## PROBLEM TO SOLVE
Turn every line of the entries below into a numbered list, skipping any blank lines. Leave the pictures out of your answer.

Photo object pointing entries
++++++++

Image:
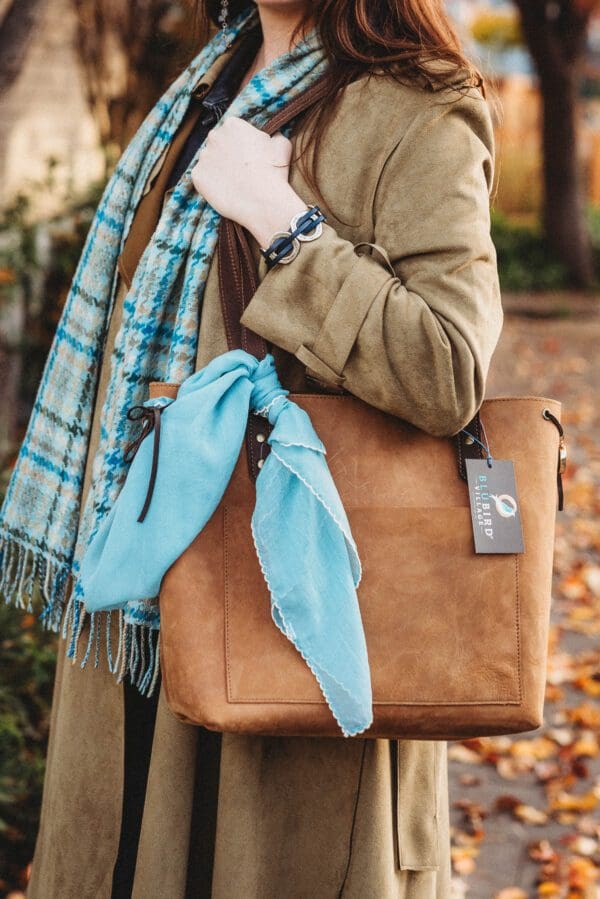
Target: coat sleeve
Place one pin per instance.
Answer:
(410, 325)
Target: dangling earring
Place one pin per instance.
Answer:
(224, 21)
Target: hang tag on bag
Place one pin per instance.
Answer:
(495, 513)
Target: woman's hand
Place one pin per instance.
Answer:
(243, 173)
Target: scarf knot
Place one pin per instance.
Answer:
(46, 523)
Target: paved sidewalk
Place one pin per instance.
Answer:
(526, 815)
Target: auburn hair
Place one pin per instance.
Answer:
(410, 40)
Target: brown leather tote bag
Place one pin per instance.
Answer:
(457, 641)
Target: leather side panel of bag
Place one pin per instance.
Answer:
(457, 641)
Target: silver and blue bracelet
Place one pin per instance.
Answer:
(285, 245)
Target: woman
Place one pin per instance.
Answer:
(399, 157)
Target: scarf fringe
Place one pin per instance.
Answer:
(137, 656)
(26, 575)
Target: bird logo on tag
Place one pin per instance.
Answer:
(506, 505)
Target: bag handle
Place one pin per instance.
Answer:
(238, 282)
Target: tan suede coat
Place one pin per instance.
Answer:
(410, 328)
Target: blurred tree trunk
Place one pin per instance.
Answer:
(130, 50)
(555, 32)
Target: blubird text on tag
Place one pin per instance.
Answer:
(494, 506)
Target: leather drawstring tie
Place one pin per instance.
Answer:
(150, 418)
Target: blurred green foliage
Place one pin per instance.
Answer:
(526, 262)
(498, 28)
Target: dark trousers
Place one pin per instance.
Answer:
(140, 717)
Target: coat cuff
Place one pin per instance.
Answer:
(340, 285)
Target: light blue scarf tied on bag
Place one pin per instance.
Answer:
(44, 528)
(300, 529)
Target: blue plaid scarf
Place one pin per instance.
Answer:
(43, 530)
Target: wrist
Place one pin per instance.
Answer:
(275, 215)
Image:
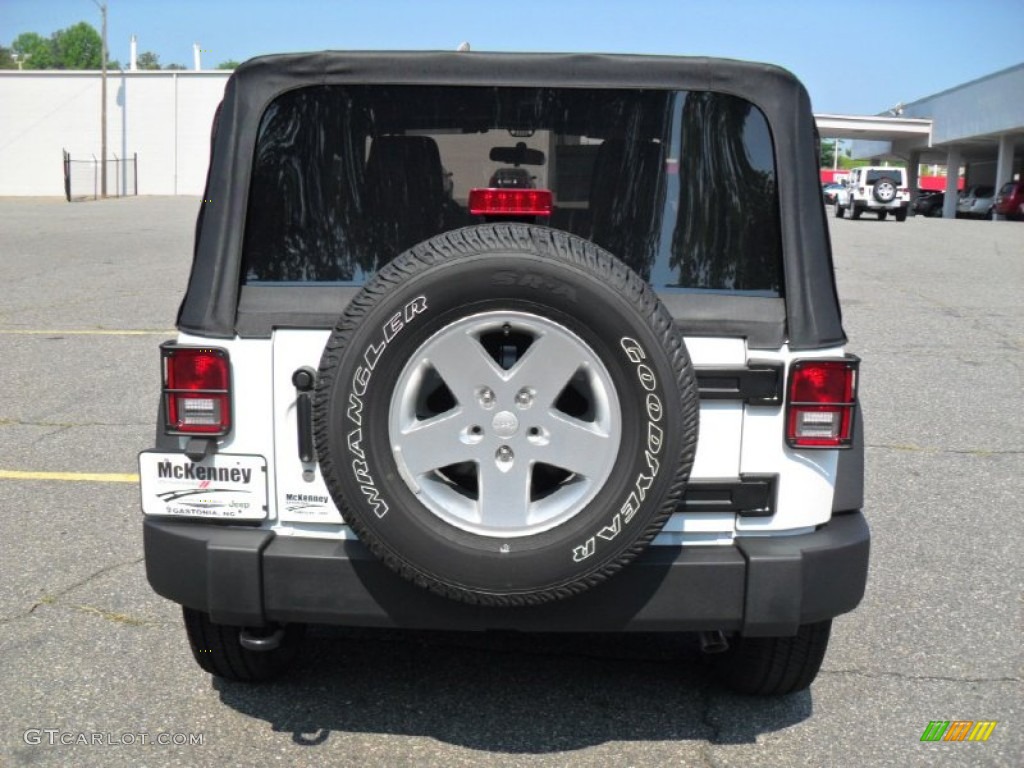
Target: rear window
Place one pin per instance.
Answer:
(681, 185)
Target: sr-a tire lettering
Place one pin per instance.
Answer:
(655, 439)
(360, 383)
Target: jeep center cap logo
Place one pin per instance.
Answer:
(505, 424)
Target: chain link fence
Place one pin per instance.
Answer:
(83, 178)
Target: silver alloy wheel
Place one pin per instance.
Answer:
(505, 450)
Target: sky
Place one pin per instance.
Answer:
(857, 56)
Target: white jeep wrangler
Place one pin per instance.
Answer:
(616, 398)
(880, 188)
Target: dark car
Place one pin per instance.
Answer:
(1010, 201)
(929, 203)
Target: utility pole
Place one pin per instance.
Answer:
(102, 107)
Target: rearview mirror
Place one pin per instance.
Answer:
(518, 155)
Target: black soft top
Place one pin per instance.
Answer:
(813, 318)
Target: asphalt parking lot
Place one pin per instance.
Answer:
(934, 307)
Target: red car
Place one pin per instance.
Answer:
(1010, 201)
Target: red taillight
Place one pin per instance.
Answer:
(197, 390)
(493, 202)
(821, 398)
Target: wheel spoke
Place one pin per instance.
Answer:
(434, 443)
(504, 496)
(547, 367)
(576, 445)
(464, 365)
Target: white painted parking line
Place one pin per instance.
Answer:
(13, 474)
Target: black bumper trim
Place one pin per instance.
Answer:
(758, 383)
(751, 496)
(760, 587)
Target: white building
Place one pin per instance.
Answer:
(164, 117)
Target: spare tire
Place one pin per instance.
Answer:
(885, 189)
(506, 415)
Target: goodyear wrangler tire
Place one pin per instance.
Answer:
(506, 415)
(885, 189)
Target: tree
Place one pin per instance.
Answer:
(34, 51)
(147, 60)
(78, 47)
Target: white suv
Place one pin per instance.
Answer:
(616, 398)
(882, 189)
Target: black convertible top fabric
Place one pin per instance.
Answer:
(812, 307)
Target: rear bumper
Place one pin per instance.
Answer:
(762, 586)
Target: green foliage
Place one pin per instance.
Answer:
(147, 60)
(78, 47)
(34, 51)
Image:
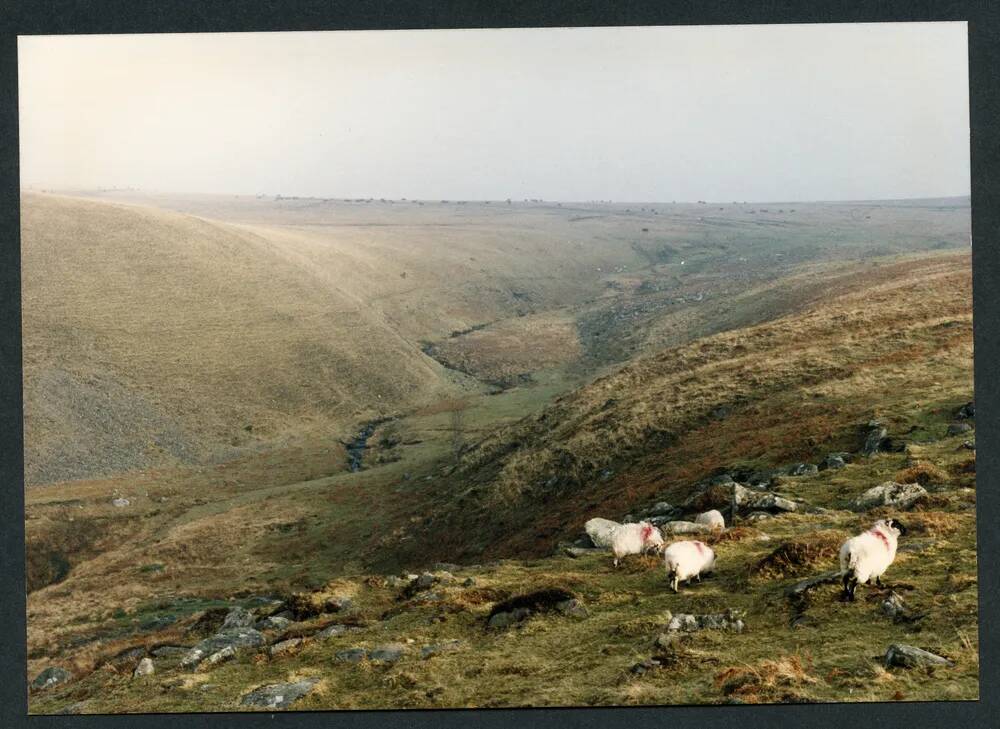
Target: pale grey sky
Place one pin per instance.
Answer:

++++++++

## SOLUTION TO THIS TASK
1. Image:
2. Target: coat sleeve
3. Place one pin per instance.
4. Answer:
5. (410, 325)
6. Target: dangling earring
7. Place one pin per instance.
8. Answer:
9. (224, 21)
10. Target: hang tag on bag
11. Place one pin per instance.
12. Answer:
13. (495, 513)
14. Target: woman's hand
15. Place one pin per instance.
16. Answer:
17. (243, 173)
18. Target: scarf knot
19. Place one pin per instance.
20. Answer:
21. (46, 523)
22. Target: paved sidewalk
23. Place one pin per instance.
24. Answer:
25. (526, 815)
26. Target: auburn hair
27. Place one pin per instance.
28. Answer:
29. (410, 40)
30. Target: brown leather tote bag
31. Place one pin per instance.
32. Answer:
33. (457, 641)
34. Target: leather side panel of bag
35. Place one pin per instance.
36. Answer:
37. (457, 641)
38. Target: silver and blue bracelet
39. Place one pin per instance.
40. Answer:
41. (285, 245)
42. Target: woman
43. Place one pin per instance.
44. Answer:
45. (399, 157)
46. Target: scarf fringe
47. Place one pin per instance.
48. Answer:
49. (137, 656)
50. (26, 575)
51. Target: bird logo on tag
52. Place one pin per instance.
53. Answer:
54. (506, 505)
55. Target: bag handle
56. Place one pin per instance.
57. Answer:
58. (238, 282)
59. Target: tan suede coat
60. Place one pin per instance.
61. Answer:
62. (410, 328)
63. Target: blurred tree trunk
64. Place one pin per instance.
65. Answer:
66. (130, 50)
67. (555, 32)
68. Target: blubird text on tag
69. Place one pin per instance.
70. Answer:
71. (494, 506)
72. Target: leather drawstring tie
73. Place one pin per instance.
74. Answer:
75. (150, 418)
76. Target: blurred green foliage
77. Place one pin per instance.
78. Answer:
79. (526, 262)
80. (498, 28)
81. Target: dark trousers
82. Place one pin per instance.
83. Answer:
84. (140, 717)
85. Target: coat cuff
86. Place one pin per instance.
87. Answer:
88. (340, 285)
89. Target: light blue scarf tied on bag
90. Place one pin per instance.
91. Answer:
92. (44, 528)
93. (300, 529)
94. Target: blue plaid scarf
95. Place one pin per instance.
96. Answer:
97. (43, 530)
98. Target: wrist
99. Place one pin per instance.
100. Answer:
101. (275, 215)
102. Image:
103. Target: rear window
104. Place one pin per instance.
105. Answer:
106. (681, 185)
107. Target: sr-a tire lettering
108. Place one pin per instance.
109. Answer:
110. (655, 439)
111. (360, 383)
112. Target: jeep center cap logo
113. Place one pin per instance.
114. Answer:
115. (505, 424)
116. Target: chain link fence
117. Place one pin per instance.
118. Answer:
119. (83, 178)
120. Target: silver alloy wheel
121. Place one pin per instance.
122. Answer:
123. (505, 450)
124. Target: sky
125. Place one pin per instance.
126. Answer:
127. (857, 56)
128. Target: white jeep wrangler
129. Place one pin per instance.
130. Answer:
131. (616, 398)
132. (880, 188)
133. Target: dark car
134. Place one pin per instance.
135. Answer:
136. (1010, 201)
137. (929, 203)
138. Target: utility pole
139. Place one pin per instance.
140. Answer:
141. (102, 107)
142. Target: rearview mirror
143. Place one pin per instance.
144. Answer:
145. (518, 155)
146. Target: black soft top
147. Place one pin per instance.
148. Answer:
149. (813, 318)
150. Target: asphalt parking lot
151. Place one pin per instance.
152. Answer:
153. (934, 307)
154. Target: red car
155. Place one pin per instance.
156. Answer:
157. (1010, 201)
158. Target: red taillight
159. Place one pin per instance.
160. Answer:
161. (197, 390)
162. (493, 202)
163. (821, 398)
164. Target: wheel spoke
165. Place one pin per instance.
166. Answer:
167. (434, 443)
168. (504, 496)
169. (547, 367)
170. (576, 445)
171. (464, 365)
172. Target: white painted parking line
173. Place one pin per instance.
174. Answer:
175. (13, 474)
176. Target: black bumper trim
177. Place one pin per instance.
178. Answer:
179. (758, 383)
180. (751, 496)
181. (760, 587)
182. Target: white building
183. Place one pin per instance.
184. Answer:
185. (164, 117)
186. Target: spare tire
187. Place one pin per instance.
188. Answer:
189. (885, 189)
190. (506, 415)
191. Target: goodyear wrangler tire
192. Place one pin per instance.
193. Answer:
194. (506, 415)
195. (885, 189)
196. Target: tree
197. Place one pin per instance.
198. Answer:
199. (34, 51)
200. (147, 60)
201. (78, 47)
202. Target: white suv
203. Place one pin per instance.
204. Answer:
205. (616, 398)
206. (882, 189)
207. Target: black convertible top fabric
208. Place one pin per instance.
209. Answer:
210. (812, 307)
211. Target: rear bumper
212. Place one pin per instance.
213. Answer:
214. (762, 586)
215. Target: green foliage
216. Place one pin per instance.
217. Answer:
218. (147, 60)
219. (78, 47)
220. (34, 51)
221. Image:
222. Target: pale grey sky
223. Place one pin per instance.
224. Answer:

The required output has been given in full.